## start Given records

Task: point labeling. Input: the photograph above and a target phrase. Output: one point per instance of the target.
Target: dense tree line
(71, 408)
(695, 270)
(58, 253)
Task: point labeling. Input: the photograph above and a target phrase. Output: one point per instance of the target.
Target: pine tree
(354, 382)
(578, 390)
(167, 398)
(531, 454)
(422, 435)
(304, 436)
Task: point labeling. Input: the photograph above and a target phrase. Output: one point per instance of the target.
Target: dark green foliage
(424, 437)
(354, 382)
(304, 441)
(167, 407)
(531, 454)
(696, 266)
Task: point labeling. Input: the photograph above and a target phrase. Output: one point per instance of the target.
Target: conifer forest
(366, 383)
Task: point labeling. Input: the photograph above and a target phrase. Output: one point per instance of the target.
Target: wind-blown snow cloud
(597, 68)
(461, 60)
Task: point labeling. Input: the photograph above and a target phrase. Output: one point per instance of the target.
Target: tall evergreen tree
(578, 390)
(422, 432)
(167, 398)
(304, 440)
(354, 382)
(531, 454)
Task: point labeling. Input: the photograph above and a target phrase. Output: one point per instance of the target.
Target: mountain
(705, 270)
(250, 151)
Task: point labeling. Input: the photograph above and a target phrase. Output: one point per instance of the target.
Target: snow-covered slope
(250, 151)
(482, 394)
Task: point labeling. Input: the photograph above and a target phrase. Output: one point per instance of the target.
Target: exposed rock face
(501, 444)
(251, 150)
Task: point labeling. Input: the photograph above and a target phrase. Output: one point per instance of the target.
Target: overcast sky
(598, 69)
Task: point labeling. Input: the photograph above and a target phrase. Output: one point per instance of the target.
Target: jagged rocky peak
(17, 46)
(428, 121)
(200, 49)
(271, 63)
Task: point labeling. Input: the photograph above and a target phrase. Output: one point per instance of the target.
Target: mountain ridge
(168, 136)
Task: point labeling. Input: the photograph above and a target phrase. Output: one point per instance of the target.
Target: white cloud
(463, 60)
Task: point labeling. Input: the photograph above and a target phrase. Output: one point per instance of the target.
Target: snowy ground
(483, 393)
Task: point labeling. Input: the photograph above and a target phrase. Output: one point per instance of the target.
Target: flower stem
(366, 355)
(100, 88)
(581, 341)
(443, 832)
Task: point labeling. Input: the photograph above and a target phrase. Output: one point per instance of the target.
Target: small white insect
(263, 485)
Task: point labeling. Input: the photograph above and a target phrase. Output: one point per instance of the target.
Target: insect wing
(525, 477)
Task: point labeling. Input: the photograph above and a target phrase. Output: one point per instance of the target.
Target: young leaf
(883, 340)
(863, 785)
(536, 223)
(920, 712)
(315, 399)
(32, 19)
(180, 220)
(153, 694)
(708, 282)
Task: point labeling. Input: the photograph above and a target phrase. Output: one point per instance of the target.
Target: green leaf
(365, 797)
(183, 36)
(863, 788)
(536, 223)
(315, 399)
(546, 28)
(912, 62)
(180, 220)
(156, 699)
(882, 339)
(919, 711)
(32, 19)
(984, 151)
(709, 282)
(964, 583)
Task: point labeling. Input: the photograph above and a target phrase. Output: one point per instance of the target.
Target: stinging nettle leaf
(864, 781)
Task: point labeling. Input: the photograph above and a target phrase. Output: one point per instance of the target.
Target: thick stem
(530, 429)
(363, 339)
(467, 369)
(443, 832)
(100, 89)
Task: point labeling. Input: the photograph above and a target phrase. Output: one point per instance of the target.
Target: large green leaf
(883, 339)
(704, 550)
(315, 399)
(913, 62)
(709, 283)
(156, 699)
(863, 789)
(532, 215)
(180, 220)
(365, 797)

## end Given records

Description of the task: Here, the records must be output exactly and in full.

Finished exercise:
Task: point labeling. Input: the photograph above and a target phrase. Output: one point per instance of the target.
Target: dense tree line
(71, 408)
(695, 270)
(58, 253)
Task: point labeling. Input: the photograph above and a target phrase. Output: one point per instance of the target.
Target: pine tree
(354, 382)
(578, 390)
(167, 398)
(531, 454)
(422, 435)
(304, 436)
Task: point labeling. Input: the photograph above and a target phrase. Output: one point per instance of the target.
Target: dark green foliage
(424, 437)
(354, 382)
(304, 441)
(167, 407)
(531, 454)
(696, 266)
Task: point labeling. Input: the photograph above and a target phrase. Output: one point per instance of the target.
Target: conifer forest
(366, 383)
Task: point labeling. Input: the photograph above and a target phrase. Output: one point per instance of the target.
Target: wind-blown snow cloud
(597, 68)
(461, 60)
Task: point labeling. Input: the photograph above and a target phrase. Output: one point per instance of the target.
Target: tall evergreen tree
(578, 390)
(422, 432)
(167, 398)
(304, 440)
(354, 382)
(531, 454)
Task: point labeling. Input: the photograph above and a target phrase. Output: one point per instance of the target.
Target: mountain
(705, 270)
(250, 151)
Task: point labeling. Input: the photograph above and a target phrase. Output: one point per instance of the target.
Target: snow-covered slope
(250, 151)
(482, 394)
Task: point labeling. Input: the photograph above and a target phrase. Output: one point per instance of the target.
Target: exposed rock face
(501, 444)
(251, 150)
Task: point labeling. Input: the photograph above and a target phrase. Output: one point per instance of the target.
Target: overcast sky
(598, 69)
Task: point labeling. Input: the photograph above and a target phrase. Output: one point per instance of the target.
Target: jagged rocky peak
(17, 46)
(428, 121)
(200, 49)
(271, 63)
Task: point labeling. Input: the photograph above and a target phrase. Output: one point per instance of the target.
Target: mountain ridge
(168, 136)
Task: point labeling. Input: the photograph above and a target phrase. Output: one point per instance of the target.
Target: white cloud
(463, 60)
Task: point labeling. Input: the photograph above and a target phrase. Output: one point per instance of the target.
Target: snowy ground
(483, 393)
Task: point labeling. Input: the photograph above and a target phrase. Output: one point per instance of the target.
Target: flower stem
(366, 355)
(100, 88)
(581, 341)
(443, 832)
Task: point labeling. Input: the photograph above and a target phrase. Output: one point per instance of the target.
Target: small white insect
(263, 485)
Task: point labeling. Input: the photograph above and a target phrase. Output: one point per instance of the target.
Target: insect wing
(525, 477)
Task: point labeling. Input: the photograph above and a target phrase. Output: one point per instance of the target.
Target: young leaf
(883, 340)
(863, 785)
(536, 223)
(920, 712)
(315, 399)
(32, 19)
(180, 220)
(153, 694)
(708, 282)
Task: point labeling. Input: the photograph above and a target phrase. Output: one point per instance of the target.
Target: green leaf
(365, 797)
(183, 36)
(863, 788)
(536, 223)
(315, 399)
(546, 28)
(912, 62)
(180, 220)
(156, 699)
(882, 339)
(919, 711)
(32, 19)
(984, 151)
(709, 282)
(964, 583)
Task: point labeling. Input: the photograph above and a target phrase. Output: one point per instance of the target.
Target: stinging nettle leaf
(864, 781)
Task: point labeling. Input: the photograph above and a target phrase. Output: one point per instance of the target.
Target: thick stem
(530, 429)
(363, 339)
(467, 369)
(443, 832)
(100, 89)
Task: point labeling. Input: the photograph above and a target phrase. Output: one point per instance of the target.
Target: large green leaf
(883, 339)
(704, 550)
(315, 399)
(913, 62)
(709, 283)
(156, 699)
(863, 789)
(532, 215)
(180, 220)
(365, 797)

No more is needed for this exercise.